What this task involves: Express the lines of the data below as a JSON list of strings, one string per line, skipping blank lines and leaving the pictures out.

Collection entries
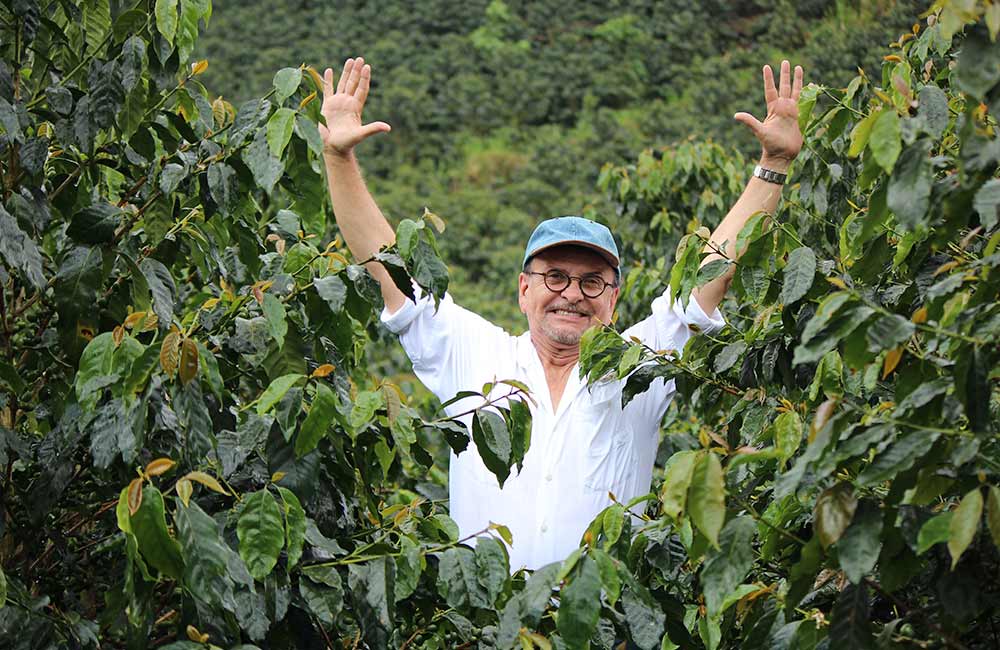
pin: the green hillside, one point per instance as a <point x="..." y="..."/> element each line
<point x="503" y="113"/>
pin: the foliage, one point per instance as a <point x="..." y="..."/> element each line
<point x="197" y="453"/>
<point x="851" y="405"/>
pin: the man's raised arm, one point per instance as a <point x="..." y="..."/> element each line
<point x="362" y="224"/>
<point x="780" y="141"/>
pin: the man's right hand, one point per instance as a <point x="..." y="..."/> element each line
<point x="342" y="109"/>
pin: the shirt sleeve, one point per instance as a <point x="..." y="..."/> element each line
<point x="447" y="345"/>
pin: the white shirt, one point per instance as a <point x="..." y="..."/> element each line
<point x="579" y="451"/>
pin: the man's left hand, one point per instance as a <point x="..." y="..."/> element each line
<point x="779" y="133"/>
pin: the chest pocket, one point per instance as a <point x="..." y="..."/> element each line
<point x="606" y="434"/>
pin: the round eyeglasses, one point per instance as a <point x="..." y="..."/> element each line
<point x="591" y="286"/>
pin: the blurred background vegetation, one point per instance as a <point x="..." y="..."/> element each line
<point x="504" y="112"/>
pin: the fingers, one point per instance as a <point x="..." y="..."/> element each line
<point x="344" y="75"/>
<point x="355" y="78"/>
<point x="375" y="128"/>
<point x="797" y="83"/>
<point x="770" y="92"/>
<point x="364" y="84"/>
<point x="750" y="121"/>
<point x="785" y="85"/>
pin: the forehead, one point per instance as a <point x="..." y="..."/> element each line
<point x="573" y="259"/>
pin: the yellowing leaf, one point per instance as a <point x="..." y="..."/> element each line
<point x="134" y="495"/>
<point x="323" y="370"/>
<point x="307" y="99"/>
<point x="184" y="490"/>
<point x="170" y="353"/>
<point x="189" y="361"/>
<point x="207" y="480"/>
<point x="159" y="466"/>
<point x="892" y="358"/>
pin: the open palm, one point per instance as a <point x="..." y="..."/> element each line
<point x="342" y="109"/>
<point x="779" y="133"/>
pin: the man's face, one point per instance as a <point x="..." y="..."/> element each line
<point x="563" y="317"/>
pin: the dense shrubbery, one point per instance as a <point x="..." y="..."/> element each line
<point x="196" y="452"/>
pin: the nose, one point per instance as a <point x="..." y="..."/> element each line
<point x="573" y="292"/>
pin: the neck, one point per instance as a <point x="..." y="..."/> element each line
<point x="555" y="356"/>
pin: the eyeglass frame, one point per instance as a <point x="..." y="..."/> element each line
<point x="569" y="281"/>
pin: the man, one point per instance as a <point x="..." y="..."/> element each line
<point x="583" y="444"/>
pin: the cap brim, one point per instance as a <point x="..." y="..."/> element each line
<point x="606" y="254"/>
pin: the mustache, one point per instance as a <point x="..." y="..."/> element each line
<point x="569" y="306"/>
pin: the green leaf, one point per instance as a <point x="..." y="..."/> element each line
<point x="987" y="202"/>
<point x="275" y="391"/>
<point x="850" y="627"/>
<point x="260" y="532"/>
<point x="858" y="548"/>
<point x="934" y="531"/>
<point x="324" y="601"/>
<point x="295" y="525"/>
<point x="833" y="512"/>
<point x="888" y="332"/>
<point x="222" y="183"/>
<point x="707" y="497"/>
<point x="910" y="185"/>
<point x="266" y="168"/>
<point x="993" y="513"/>
<point x="725" y="569"/>
<point x="976" y="70"/>
<point x="729" y="355"/>
<point x="799" y="274"/>
<point x="166" y="19"/>
<point x="279" y="130"/>
<point x="644" y="616"/>
<point x="274" y="312"/>
<point x="161" y="285"/>
<point x="610" y="580"/>
<point x="149" y="525"/>
<point x="861" y="134"/>
<point x="205" y="554"/>
<point x="210" y="366"/>
<point x="492" y="567"/>
<point x="286" y="82"/>
<point x="95" y="369"/>
<point x="20" y="252"/>
<point x="317" y="423"/>
<point x="489" y="432"/>
<point x="886" y="139"/>
<point x="457" y="580"/>
<point x="580" y="605"/>
<point x="787" y="435"/>
<point x="332" y="290"/>
<point x="95" y="224"/>
<point x="964" y="524"/>
<point x="372" y="588"/>
<point x="677" y="478"/>
<point x="932" y="115"/>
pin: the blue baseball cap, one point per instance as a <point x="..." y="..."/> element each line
<point x="574" y="231"/>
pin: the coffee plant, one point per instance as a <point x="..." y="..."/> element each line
<point x="197" y="454"/>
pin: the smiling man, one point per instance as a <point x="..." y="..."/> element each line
<point x="583" y="443"/>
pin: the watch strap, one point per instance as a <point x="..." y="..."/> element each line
<point x="769" y="175"/>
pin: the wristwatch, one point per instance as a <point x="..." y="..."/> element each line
<point x="769" y="175"/>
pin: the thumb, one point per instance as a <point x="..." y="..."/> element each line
<point x="375" y="128"/>
<point x="750" y="121"/>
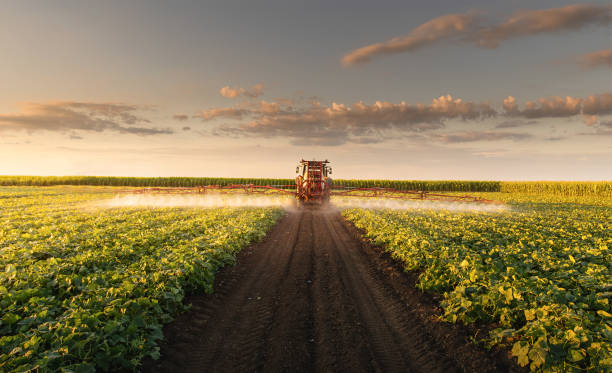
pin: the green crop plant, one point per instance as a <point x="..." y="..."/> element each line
<point x="86" y="289"/>
<point x="541" y="271"/>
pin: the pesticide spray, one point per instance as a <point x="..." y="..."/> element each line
<point x="287" y="202"/>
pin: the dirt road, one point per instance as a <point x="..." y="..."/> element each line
<point x="313" y="297"/>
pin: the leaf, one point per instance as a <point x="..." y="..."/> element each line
<point x="521" y="350"/>
<point x="537" y="355"/>
<point x="530" y="314"/>
<point x="603" y="314"/>
<point x="576" y="355"/>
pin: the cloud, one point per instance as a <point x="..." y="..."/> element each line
<point x="548" y="107"/>
<point x="81" y="116"/>
<point x="533" y="22"/>
<point x="180" y="117"/>
<point x="431" y="32"/>
<point x="214" y="113"/>
<point x="336" y="123"/>
<point x="466" y="27"/>
<point x="315" y="123"/>
<point x="598" y="104"/>
<point x="599" y="58"/>
<point x="473" y="136"/>
<point x="515" y="123"/>
<point x="253" y="92"/>
<point x="562" y="107"/>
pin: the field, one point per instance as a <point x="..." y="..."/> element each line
<point x="541" y="272"/>
<point x="90" y="287"/>
<point x="86" y="288"/>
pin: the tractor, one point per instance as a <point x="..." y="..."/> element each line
<point x="313" y="185"/>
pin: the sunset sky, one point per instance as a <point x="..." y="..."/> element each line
<point x="516" y="90"/>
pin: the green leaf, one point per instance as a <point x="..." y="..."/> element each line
<point x="530" y="314"/>
<point x="576" y="355"/>
<point x="604" y="314"/>
<point x="521" y="350"/>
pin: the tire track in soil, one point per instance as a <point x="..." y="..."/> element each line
<point x="312" y="297"/>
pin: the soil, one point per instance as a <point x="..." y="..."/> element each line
<point x="314" y="297"/>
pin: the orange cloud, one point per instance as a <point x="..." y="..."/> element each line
<point x="430" y="32"/>
<point x="253" y="92"/>
<point x="562" y="107"/>
<point x="465" y="27"/>
<point x="599" y="58"/>
<point x="335" y="124"/>
<point x="532" y="22"/>
<point x="83" y="116"/>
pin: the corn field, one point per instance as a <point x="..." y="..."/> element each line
<point x="559" y="188"/>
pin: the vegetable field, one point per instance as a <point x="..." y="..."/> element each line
<point x="85" y="289"/>
<point x="542" y="272"/>
<point x="560" y="188"/>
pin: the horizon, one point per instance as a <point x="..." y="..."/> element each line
<point x="518" y="91"/>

Exercise result:
[
  "pin: the green hillside, one point per instance as a <point x=\"...\" y=\"...\"/> element each line",
  "<point x=\"503\" y=\"113\"/>",
  "pin: the foliage, one point per instance as a <point x=\"...\" y=\"...\"/> element each line",
  "<point x=\"197\" y=\"453\"/>",
  "<point x=\"851\" y=\"405\"/>",
  "pin: the man's raised arm, one point per instance as a <point x=\"...\" y=\"...\"/> element each line",
  "<point x=\"362\" y=\"224\"/>",
  "<point x=\"780\" y=\"141\"/>",
  "pin: the man's right hand, one point per instance as a <point x=\"...\" y=\"...\"/> element each line",
  "<point x=\"342\" y=\"109\"/>",
  "pin: the shirt sleeve, one point per instance as a <point x=\"...\" y=\"...\"/> element each line",
  "<point x=\"447\" y=\"345\"/>",
  "pin: the white shirt, one point per instance as a <point x=\"...\" y=\"...\"/> element each line",
  "<point x=\"579\" y=\"451\"/>",
  "pin: the man's left hand, one point per instance as a <point x=\"...\" y=\"...\"/> element each line",
  "<point x=\"779\" y=\"133\"/>",
  "pin: the chest pocket, one point per instance as a <point x=\"...\" y=\"...\"/> element each line",
  "<point x=\"606\" y=\"434\"/>",
  "pin: the round eyeglasses, one point per instance as a <point x=\"...\" y=\"...\"/> element each line",
  "<point x=\"591\" y=\"286\"/>",
  "pin: the blurred background vegetation, one point per instance as a <point x=\"...\" y=\"...\"/> element each line",
  "<point x=\"504\" y=\"112\"/>",
  "pin: the fingers, one point per instance as a <point x=\"...\" y=\"...\"/> element each line",
  "<point x=\"344\" y=\"75\"/>",
  "<point x=\"355\" y=\"78\"/>",
  "<point x=\"375\" y=\"128\"/>",
  "<point x=\"797\" y=\"83\"/>",
  "<point x=\"770\" y=\"92\"/>",
  "<point x=\"364\" y=\"84\"/>",
  "<point x=\"750\" y=\"121\"/>",
  "<point x=\"785\" y=\"85\"/>",
  "pin: the forehead, one point per instance as a <point x=\"...\" y=\"...\"/> element each line",
  "<point x=\"573\" y=\"259\"/>",
  "pin: the yellowing leaf, one point per instance as a <point x=\"...\" y=\"...\"/> element each line",
  "<point x=\"134\" y=\"495\"/>",
  "<point x=\"323\" y=\"370\"/>",
  "<point x=\"307\" y=\"99\"/>",
  "<point x=\"184\" y=\"490\"/>",
  "<point x=\"170\" y=\"353\"/>",
  "<point x=\"189\" y=\"361\"/>",
  "<point x=\"207\" y=\"480\"/>",
  "<point x=\"159\" y=\"466\"/>",
  "<point x=\"892\" y=\"358\"/>",
  "pin: the open palm, one point per instance as a <point x=\"...\" y=\"...\"/> element each line",
  "<point x=\"342\" y=\"109\"/>",
  "<point x=\"779\" y=\"133\"/>",
  "pin: the man's face, one point per instance as a <point x=\"...\" y=\"...\"/> element each line",
  "<point x=\"563\" y=\"317\"/>",
  "pin: the dense shrubbery, one point per instance as a <point x=\"...\" y=\"...\"/> element each line",
  "<point x=\"196\" y=\"452\"/>",
  "pin: the nose, one point per instance as a <point x=\"...\" y=\"...\"/> element each line",
  "<point x=\"573\" y=\"292\"/>",
  "pin: the neck, one point per instance as a <point x=\"...\" y=\"...\"/> element each line",
  "<point x=\"555\" y=\"356\"/>",
  "pin: the eyeglass frame, one point per instance as a <point x=\"...\" y=\"...\"/> element each line",
  "<point x=\"569\" y=\"281\"/>",
  "pin: the man, one point per instance as a <point x=\"...\" y=\"...\"/> element each line",
  "<point x=\"583\" y=\"444\"/>",
  "pin: the cap brim, one point per instance as a <point x=\"...\" y=\"...\"/> element each line",
  "<point x=\"606\" y=\"254\"/>",
  "pin: the mustache, one point per instance as a <point x=\"...\" y=\"...\"/> element each line",
  "<point x=\"569\" y=\"306\"/>",
  "pin: the green leaf, one point per instance as a <point x=\"...\" y=\"...\"/> element each line",
  "<point x=\"987\" y=\"202\"/>",
  "<point x=\"275\" y=\"391\"/>",
  "<point x=\"850\" y=\"627\"/>",
  "<point x=\"260\" y=\"532\"/>",
  "<point x=\"858\" y=\"548\"/>",
  "<point x=\"934\" y=\"531\"/>",
  "<point x=\"324\" y=\"601\"/>",
  "<point x=\"295\" y=\"525\"/>",
  "<point x=\"833\" y=\"512\"/>",
  "<point x=\"888\" y=\"332\"/>",
  "<point x=\"222\" y=\"183\"/>",
  "<point x=\"707\" y=\"497\"/>",
  "<point x=\"910\" y=\"185\"/>",
  "<point x=\"266\" y=\"168\"/>",
  "<point x=\"993\" y=\"513\"/>",
  "<point x=\"725\" y=\"569\"/>",
  "<point x=\"976\" y=\"70\"/>",
  "<point x=\"729\" y=\"355\"/>",
  "<point x=\"799\" y=\"274\"/>",
  "<point x=\"166\" y=\"19\"/>",
  "<point x=\"279\" y=\"130\"/>",
  "<point x=\"644\" y=\"616\"/>",
  "<point x=\"274\" y=\"312\"/>",
  "<point x=\"161\" y=\"285\"/>",
  "<point x=\"610\" y=\"580\"/>",
  "<point x=\"149\" y=\"525\"/>",
  "<point x=\"861\" y=\"134\"/>",
  "<point x=\"205\" y=\"554\"/>",
  "<point x=\"210\" y=\"366\"/>",
  "<point x=\"492\" y=\"567\"/>",
  "<point x=\"286\" y=\"82\"/>",
  "<point x=\"95\" y=\"369\"/>",
  "<point x=\"20\" y=\"252\"/>",
  "<point x=\"317\" y=\"423\"/>",
  "<point x=\"489\" y=\"432\"/>",
  "<point x=\"886\" y=\"139\"/>",
  "<point x=\"457\" y=\"580\"/>",
  "<point x=\"580\" y=\"605\"/>",
  "<point x=\"787\" y=\"435\"/>",
  "<point x=\"332\" y=\"290\"/>",
  "<point x=\"95\" y=\"224\"/>",
  "<point x=\"964\" y=\"524\"/>",
  "<point x=\"372\" y=\"588\"/>",
  "<point x=\"677\" y=\"478\"/>",
  "<point x=\"932\" y=\"115\"/>",
  "pin: the blue baseball cap, one point per instance as a <point x=\"...\" y=\"...\"/> element each line",
  "<point x=\"574\" y=\"231\"/>",
  "pin: the coffee plant, one point per instance as a <point x=\"...\" y=\"...\"/> element each line",
  "<point x=\"197\" y=\"454\"/>",
  "pin: the smiling man, one point per instance as a <point x=\"...\" y=\"...\"/> element each line",
  "<point x=\"583\" y=\"443\"/>",
  "pin: the watch strap, one point per instance as a <point x=\"...\" y=\"...\"/> element each line",
  "<point x=\"769\" y=\"175\"/>",
  "pin: the wristwatch, one point per instance as a <point x=\"...\" y=\"...\"/> element each line",
  "<point x=\"769\" y=\"175\"/>",
  "pin: the thumb, one point per instance as a <point x=\"...\" y=\"...\"/> element each line",
  "<point x=\"375\" y=\"128\"/>",
  "<point x=\"750\" y=\"121\"/>",
  "pin: the green crop plant, one point per instance as a <point x=\"...\" y=\"...\"/> element each line",
  "<point x=\"86\" y=\"289\"/>",
  "<point x=\"541\" y=\"271\"/>",
  "pin: the pesticide spray, one point per instance as a <point x=\"...\" y=\"...\"/> element each line",
  "<point x=\"287\" y=\"202\"/>",
  "pin: the dirt road, one point per instance as a <point x=\"...\" y=\"...\"/> element each line",
  "<point x=\"313\" y=\"297\"/>",
  "pin: the leaf, one point per instance as a <point x=\"...\" y=\"...\"/> element each line",
  "<point x=\"521\" y=\"350\"/>",
  "<point x=\"537\" y=\"355\"/>",
  "<point x=\"530\" y=\"314\"/>",
  "<point x=\"603\" y=\"314\"/>",
  "<point x=\"576\" y=\"355\"/>",
  "pin: the cloud, one point per instance as a <point x=\"...\" y=\"...\"/> element each line",
  "<point x=\"548\" y=\"107\"/>",
  "<point x=\"81\" y=\"116\"/>",
  "<point x=\"533\" y=\"22\"/>",
  "<point x=\"180\" y=\"117\"/>",
  "<point x=\"431\" y=\"32\"/>",
  "<point x=\"214\" y=\"113\"/>",
  "<point x=\"336\" y=\"123\"/>",
  "<point x=\"466\" y=\"27\"/>",
  "<point x=\"315\" y=\"123\"/>",
  "<point x=\"598\" y=\"104\"/>",
  "<point x=\"599\" y=\"58\"/>",
  "<point x=\"473\" y=\"136\"/>",
  "<point x=\"515\" y=\"123\"/>",
  "<point x=\"253\" y=\"92\"/>",
  "<point x=\"562\" y=\"107\"/>",
  "pin: the field, one point per instance as a <point x=\"...\" y=\"...\"/> element each line",
  "<point x=\"541\" y=\"272\"/>",
  "<point x=\"90\" y=\"287\"/>",
  "<point x=\"86\" y=\"288\"/>",
  "pin: the tractor, one point per instance as a <point x=\"...\" y=\"...\"/> element each line",
  "<point x=\"313\" y=\"185\"/>",
  "pin: the sunset sky, one point per instance as a <point x=\"...\" y=\"...\"/> element each line",
  "<point x=\"516\" y=\"90\"/>",
  "pin: the green leaf, one point per instance as a <point x=\"...\" y=\"...\"/> element each line",
  "<point x=\"530\" y=\"314\"/>",
  "<point x=\"576\" y=\"355\"/>",
  "<point x=\"604\" y=\"314\"/>",
  "<point x=\"521\" y=\"350\"/>",
  "pin: the tire track in soil, one point per instance as a <point x=\"...\" y=\"...\"/> element each line",
  "<point x=\"312\" y=\"297\"/>",
  "pin: the soil, one point per instance as a <point x=\"...\" y=\"...\"/> element each line",
  "<point x=\"314\" y=\"297\"/>",
  "pin: the orange cloud, one point per instance as a <point x=\"...\" y=\"...\"/> element each line",
  "<point x=\"430\" y=\"32\"/>",
  "<point x=\"253\" y=\"92\"/>",
  "<point x=\"562\" y=\"107\"/>",
  "<point x=\"465\" y=\"27\"/>",
  "<point x=\"599\" y=\"58\"/>",
  "<point x=\"335\" y=\"124\"/>",
  "<point x=\"532\" y=\"22\"/>",
  "<point x=\"83\" y=\"116\"/>",
  "pin: the corn field, one point per instance as a <point x=\"...\" y=\"...\"/> element each line",
  "<point x=\"559\" y=\"188\"/>",
  "pin: the vegetable field, one point per instance as a <point x=\"...\" y=\"...\"/> element each line",
  "<point x=\"85\" y=\"289\"/>",
  "<point x=\"542\" y=\"272\"/>",
  "<point x=\"560\" y=\"188\"/>",
  "pin: the horizon, one point per instance as a <point x=\"...\" y=\"...\"/> element each line",
  "<point x=\"518\" y=\"91\"/>"
]